Start of DATA FOR PROCESSING

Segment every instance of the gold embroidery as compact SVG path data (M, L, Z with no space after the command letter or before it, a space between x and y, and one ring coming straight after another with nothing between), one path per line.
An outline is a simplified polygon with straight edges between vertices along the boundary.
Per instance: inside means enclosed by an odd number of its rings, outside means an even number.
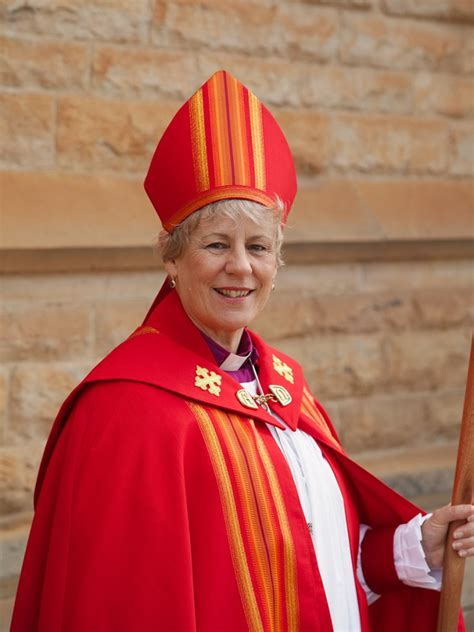
M198 90L189 100L189 123L196 188L198 191L207 191L210 185L202 90Z
M288 380L288 382L291 382L291 384L293 384L295 381L293 378L293 369L289 367L285 362L280 360L280 358L277 358L276 355L272 356L272 358L273 368L278 373L278 375L281 375L281 377L284 377L285 380Z
M262 104L257 97L249 92L250 132L253 146L253 164L255 171L255 186L265 189L265 144L263 140Z
M221 394L221 382L222 377L214 373L214 371L209 371L209 369L199 365L196 366L194 386L202 388L203 391L209 391L211 395L219 397Z
M232 489L231 478L214 423L204 408L191 402L187 402L187 405L194 413L211 457L224 511L224 520L227 536L229 538L232 562L237 577L237 585L239 587L249 630L252 632L263 632L262 618L260 616L255 590L252 585L250 568L245 552L245 544L236 506L236 495Z
M299 630L299 603L298 603L298 580L296 576L296 555L293 543L291 527L286 512L285 501L281 491L278 475L265 447L265 444L258 434L255 424L251 424L251 428L255 435L257 449L262 459L265 471L270 483L270 490L275 502L276 513L280 529L283 535L283 561L284 561L284 577L285 577L285 597L287 612L287 628L288 632L297 632Z

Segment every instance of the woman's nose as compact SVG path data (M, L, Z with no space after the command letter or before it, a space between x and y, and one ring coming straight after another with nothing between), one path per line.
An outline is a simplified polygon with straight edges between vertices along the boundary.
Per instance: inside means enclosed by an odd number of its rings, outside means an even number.
M228 274L247 274L252 272L249 253L245 247L229 249L225 270Z

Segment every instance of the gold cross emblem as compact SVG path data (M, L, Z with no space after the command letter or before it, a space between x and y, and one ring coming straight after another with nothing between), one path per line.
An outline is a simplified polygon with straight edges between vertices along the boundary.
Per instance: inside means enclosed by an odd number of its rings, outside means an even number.
M219 397L221 394L221 382L222 377L217 375L217 373L214 373L214 371L209 371L209 369L199 365L196 366L194 386L202 388L203 391L209 391L211 395Z
M278 375L281 375L281 377L284 377L285 380L288 380L288 382L291 382L293 384L293 382L295 381L293 378L293 369L289 367L285 362L280 360L280 358L277 358L275 355L272 357L273 368L278 373Z

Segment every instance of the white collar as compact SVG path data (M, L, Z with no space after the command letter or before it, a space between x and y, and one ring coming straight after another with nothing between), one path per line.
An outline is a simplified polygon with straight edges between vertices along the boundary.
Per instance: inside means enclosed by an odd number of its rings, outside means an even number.
M250 353L245 356L229 353L224 362L219 366L223 371L238 371L243 364L249 359Z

End of DATA FOR PROCESSING

→ PROBLEM TO WORK ON: The expected result is an exact transcription of the lines from the one containing "Segment every instance of the woman's" through the end of the records above; please include both ends.

→ RESPONSE TO THE TASK:
Segment every instance of the woman's nose as compact SVG path data (M, L, Z with no space after the command letter or before it, a space between x and y, and one ring coming straight after another with nothing between), one path per line.
An outline is a simplified polygon with straight edges between vertices along the boundary.
Per instance: inside means enclosed by an odd number of its rings, outside means an even number.
M228 274L247 274L252 272L249 253L245 247L229 249L225 270Z

Segment every instance of the gold cross emblem as compact SVG path data (M, L, Z with no space after the command letter or before it, a space between x and y, and one ring coming straight after another with nothing between), one path per line.
An outline is a simplified polygon with straight edges between vertices along the boundary.
Per instance: inside means enclosed by an odd number of its rings, outside means an even number.
M219 397L221 394L221 382L222 377L217 375L217 373L214 373L214 371L209 371L209 369L199 365L196 366L194 386L202 388L203 391L209 391L211 395Z
M278 375L281 375L281 377L284 377L285 380L288 380L288 382L291 382L293 384L293 382L295 381L293 378L293 369L289 367L285 362L280 360L280 358L277 358L275 355L272 357L273 368L278 373Z

Segment every instance of the white collar as compact SVG path data (M, L, Z with no space after the command letter or before it, a space between x and y, and one ring coming straight after another with nothing between), one path per line.
An outline is a simplified polygon with straight edges between vertices along the boundary.
Per instance: inside means enclosed by an odd number of its rings, outside means an even number.
M250 353L245 356L229 353L224 362L219 366L223 371L238 371L243 364L249 359Z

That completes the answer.